*ABOUT THIS TASK*.
Copy the following data exactly and drop the pictures.

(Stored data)
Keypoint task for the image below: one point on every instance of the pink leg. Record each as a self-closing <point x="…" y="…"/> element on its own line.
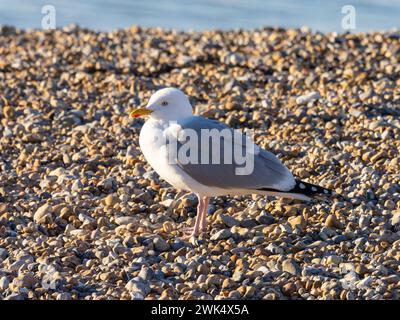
<point x="203" y="225"/>
<point x="195" y="231"/>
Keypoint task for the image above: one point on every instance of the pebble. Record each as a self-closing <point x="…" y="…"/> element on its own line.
<point x="160" y="244"/>
<point x="43" y="214"/>
<point x="221" y="235"/>
<point x="291" y="267"/>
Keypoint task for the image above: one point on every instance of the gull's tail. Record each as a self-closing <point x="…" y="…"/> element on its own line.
<point x="303" y="191"/>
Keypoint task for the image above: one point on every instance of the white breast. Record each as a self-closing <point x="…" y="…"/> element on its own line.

*SOLUTION TO THE PROBLEM*.
Keypoint task for the image below: one point on every instance of the pink leg. Record each as a self-closing <point x="…" y="…"/> element on its own line.
<point x="203" y="225"/>
<point x="195" y="231"/>
Keypoint task for the image above: one point on every instance of the pebble. Record each as a self-closing <point x="…" y="…"/> element on its own line.
<point x="160" y="244"/>
<point x="43" y="214"/>
<point x="221" y="235"/>
<point x="291" y="267"/>
Keypoint task for the image above: one point on every instance of the gull's tail. Record each as a self-closing <point x="…" y="…"/> element on its own line.
<point x="303" y="191"/>
Keypoint task for the image above: one point on every instance of the white breast. Record each as a self-closing <point x="…" y="…"/> element on its own line.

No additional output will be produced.